TASK DESCRIPTION: Copy the material below verbatim, keeping every line and character unchanged.

Entries from an annotation dataset
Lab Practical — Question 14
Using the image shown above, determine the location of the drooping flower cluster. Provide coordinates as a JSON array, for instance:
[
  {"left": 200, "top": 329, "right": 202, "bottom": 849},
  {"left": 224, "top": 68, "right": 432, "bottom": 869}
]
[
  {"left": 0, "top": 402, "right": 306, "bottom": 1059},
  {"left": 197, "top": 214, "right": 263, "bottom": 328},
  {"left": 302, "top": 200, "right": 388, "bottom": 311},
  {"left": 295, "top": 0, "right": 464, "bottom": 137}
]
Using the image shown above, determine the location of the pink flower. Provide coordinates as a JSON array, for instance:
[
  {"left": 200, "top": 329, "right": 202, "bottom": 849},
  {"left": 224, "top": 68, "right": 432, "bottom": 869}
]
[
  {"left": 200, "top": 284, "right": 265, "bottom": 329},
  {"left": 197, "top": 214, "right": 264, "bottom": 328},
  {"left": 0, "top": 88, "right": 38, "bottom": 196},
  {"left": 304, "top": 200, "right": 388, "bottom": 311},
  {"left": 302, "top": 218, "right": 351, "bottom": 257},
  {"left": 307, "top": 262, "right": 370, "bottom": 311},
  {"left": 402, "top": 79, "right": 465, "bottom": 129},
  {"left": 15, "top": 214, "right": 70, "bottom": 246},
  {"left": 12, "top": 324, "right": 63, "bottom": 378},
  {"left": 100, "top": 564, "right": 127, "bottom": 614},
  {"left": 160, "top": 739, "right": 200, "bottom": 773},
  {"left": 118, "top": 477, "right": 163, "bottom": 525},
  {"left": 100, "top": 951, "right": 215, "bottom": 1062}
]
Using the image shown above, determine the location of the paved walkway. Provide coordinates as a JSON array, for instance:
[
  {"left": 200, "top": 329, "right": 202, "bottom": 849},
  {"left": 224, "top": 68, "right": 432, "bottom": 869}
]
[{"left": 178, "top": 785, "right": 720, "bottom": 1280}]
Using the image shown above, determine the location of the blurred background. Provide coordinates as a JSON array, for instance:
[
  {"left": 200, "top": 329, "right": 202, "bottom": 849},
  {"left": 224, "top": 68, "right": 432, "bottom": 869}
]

COMPLETED TASK:
Lab Practical — Question 14
Using the image shown above, determine the location of the drooping flower cluster. Provide coordinates as a JSON array, for instance:
[
  {"left": 200, "top": 329, "right": 202, "bottom": 849},
  {"left": 224, "top": 68, "right": 432, "bottom": 869}
]
[
  {"left": 0, "top": 402, "right": 306, "bottom": 1059},
  {"left": 197, "top": 214, "right": 263, "bottom": 328},
  {"left": 302, "top": 200, "right": 388, "bottom": 311},
  {"left": 295, "top": 0, "right": 464, "bottom": 137}
]
Using the image shown above, determine the location of the pink flower. Provide coordinates as a JSON array, for instance:
[
  {"left": 200, "top": 329, "right": 202, "bottom": 849},
  {"left": 224, "top": 68, "right": 432, "bottom": 869}
]
[
  {"left": 200, "top": 284, "right": 265, "bottom": 329},
  {"left": 197, "top": 214, "right": 264, "bottom": 328},
  {"left": 0, "top": 88, "right": 38, "bottom": 196},
  {"left": 304, "top": 200, "right": 388, "bottom": 311},
  {"left": 302, "top": 218, "right": 351, "bottom": 257},
  {"left": 307, "top": 262, "right": 370, "bottom": 311},
  {"left": 402, "top": 79, "right": 465, "bottom": 129},
  {"left": 15, "top": 214, "right": 70, "bottom": 246},
  {"left": 12, "top": 324, "right": 63, "bottom": 378},
  {"left": 100, "top": 564, "right": 127, "bottom": 614},
  {"left": 160, "top": 739, "right": 200, "bottom": 773},
  {"left": 118, "top": 477, "right": 163, "bottom": 525},
  {"left": 100, "top": 951, "right": 215, "bottom": 1062}
]
Using the image shown above, determine the location of the paved walkway. Provide coordinates as a JSON array, for instance:
[
  {"left": 200, "top": 329, "right": 202, "bottom": 849},
  {"left": 224, "top": 68, "right": 432, "bottom": 869}
]
[{"left": 178, "top": 785, "right": 720, "bottom": 1280}]
Using the image shown above, determine the location of the blurred background. Provide coordinates as a JSON array, for instance:
[
  {"left": 200, "top": 329, "right": 202, "bottom": 849},
  {"left": 224, "top": 68, "right": 432, "bottom": 869}
]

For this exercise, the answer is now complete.